How a Faithful Nation Gets Jesus Wrong

In an essay in this month’s Harper’s Magazine (“The Christian Paradox: How a Faithful Nation Gets Jesus Wrong”—read an excerpt here), Bill McKibben offers an analysis of evangelical Christianity in America. McKibben is best known as an liberal environmentalist, and has been published in Mother Jones and environmental magazines a lot. He is also a follower of Jesus Christ, and has been published in The Christian Century, Sojourners, and Christianity Today.

This particular article in Harper’s is very good. While at times he concentrates too much on specific “end-timers” and lumps some good authors in with the self-centered writings of the likes of Joel Osteen, he has a number of excellent observations. One of his main points that I really appreciated was the wrong-headedness of how we evangelicals have practiced the command to “love your neighbor as yourself.”

McKibben writes,
“American churches, by and large, have done a pretty good job of loving the neighbor in the next pew. A pastor can spend all Sunday talking about the Rapture Index, but if his congregation is thriving you can be assured he’s spending the other six days visiting people in the hospital, counseling couples, and sitting up with grieving widows. All this human connection is important. But if the theology makes it harder to love the neighbor a little farther away—particularly the poor and the weak—then it’s a problem. And the dominant theologies of the moment do just that. They undercut Jesus, muffle his hard words, deaden his call, and in the end silence him. In fact, the soft-focus consumer gospel of the suburban mega-churches is a perfect match for the emergent conservative economic notions about personal responsibility instead of collective action.”

I have been blogging about this for some time: The syncretism of American individualism with Biblical Christianity makes for a truncated gospel. The contemporary theology of many evangelicals is an individualistic gospel (it’s mainly about me and Jesus, it’s about my personal well-being, it’s about my need for self-fulfillment). Many modern mega-churches (though not all) have grown large because they cater to the consumeristic tendencies of American evangelicals--offering more about making life good for ourselves than the difficult work of loving those other than ourselves. This focus on the individual often negates the doctrines of community and kingdom. This focus on individual solutions to problems often negates many collective approaches to systemic problems in our world.

The Christian Right has latched onto this individualistic gospel to the point that anybody who attempts to take Jesus’ teachings to heart—with systemic solutions to the problems like helping the poor, for example, are labeled “liberal” and scoffed at.

See Ron Sider’s book, Good News & Good Works: A Theology for the Whole Gospel for a more kingdom-based gospel.

1 comment:

lyricano said...

it should also be noted that this excellent piece by an evangelical is in a flagship publication of the bugaboo intellectual elite liberal establishment.

## [Data for review]

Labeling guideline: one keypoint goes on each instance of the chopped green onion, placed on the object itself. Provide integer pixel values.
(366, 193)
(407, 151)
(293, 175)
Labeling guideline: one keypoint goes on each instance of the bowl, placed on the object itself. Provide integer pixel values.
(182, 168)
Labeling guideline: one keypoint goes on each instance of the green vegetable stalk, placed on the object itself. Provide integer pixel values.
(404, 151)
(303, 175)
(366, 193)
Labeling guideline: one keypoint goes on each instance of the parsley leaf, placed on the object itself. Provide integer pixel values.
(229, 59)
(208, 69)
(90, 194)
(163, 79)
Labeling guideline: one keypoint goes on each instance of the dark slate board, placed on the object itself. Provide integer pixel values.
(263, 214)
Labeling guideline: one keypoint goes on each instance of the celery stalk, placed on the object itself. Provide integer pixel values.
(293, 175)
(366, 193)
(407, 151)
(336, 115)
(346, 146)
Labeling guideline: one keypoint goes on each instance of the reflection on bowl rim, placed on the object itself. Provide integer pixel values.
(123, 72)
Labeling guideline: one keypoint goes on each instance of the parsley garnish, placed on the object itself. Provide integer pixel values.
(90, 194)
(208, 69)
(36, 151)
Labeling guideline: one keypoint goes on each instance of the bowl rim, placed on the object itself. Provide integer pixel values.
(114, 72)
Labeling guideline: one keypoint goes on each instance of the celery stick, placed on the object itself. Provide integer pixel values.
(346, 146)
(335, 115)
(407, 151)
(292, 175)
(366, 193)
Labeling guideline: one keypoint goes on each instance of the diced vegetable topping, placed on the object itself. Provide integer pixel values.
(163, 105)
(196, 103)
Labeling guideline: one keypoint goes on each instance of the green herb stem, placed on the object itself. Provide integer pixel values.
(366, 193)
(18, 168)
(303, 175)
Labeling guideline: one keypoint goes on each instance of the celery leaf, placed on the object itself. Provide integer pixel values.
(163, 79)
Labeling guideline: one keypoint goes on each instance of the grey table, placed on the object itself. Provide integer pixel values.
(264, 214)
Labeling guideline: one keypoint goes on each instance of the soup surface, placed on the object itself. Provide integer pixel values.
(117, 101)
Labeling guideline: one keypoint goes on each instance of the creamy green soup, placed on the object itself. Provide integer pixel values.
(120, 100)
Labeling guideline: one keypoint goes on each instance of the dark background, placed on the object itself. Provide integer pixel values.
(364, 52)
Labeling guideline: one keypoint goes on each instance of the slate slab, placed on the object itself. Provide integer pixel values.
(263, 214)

## [Problem set]
1. Reproduce the passage of the post on McKibben's essay that opens with the words containing "See Ron Sider’s" and closes with "elite liberal establishment.".
2. Answer these questions from the post on McKibben's essay:
(a) In which magazine did McKibben's essay appear?
(b) According to the quoted passage, what does a pastor of a thriving congregation spend the other six days doing?
(c) Whose book does the post recommend for a more kingdom-based gospel?
Draw only on the post.

## [Per-task outputs]
1.
See Ron Sider’s book, Good News & Good Works: A Theology for the Whole Gospel for a more kingdom-based gospel.

1 comment:

lyricano said...

it should also be noted that this excellent piece by an evangelical is in a flagship publication of the bugaboo intellectual elite liberal establishment.

2.
(a) Harper's Magazine.
(b) Visiting people in the hospital, counseling couples, and sitting up with grieving widows.
(c) Ron Sider's, in his book *Good News & Good Works: A Theology for the Whole Gospel*.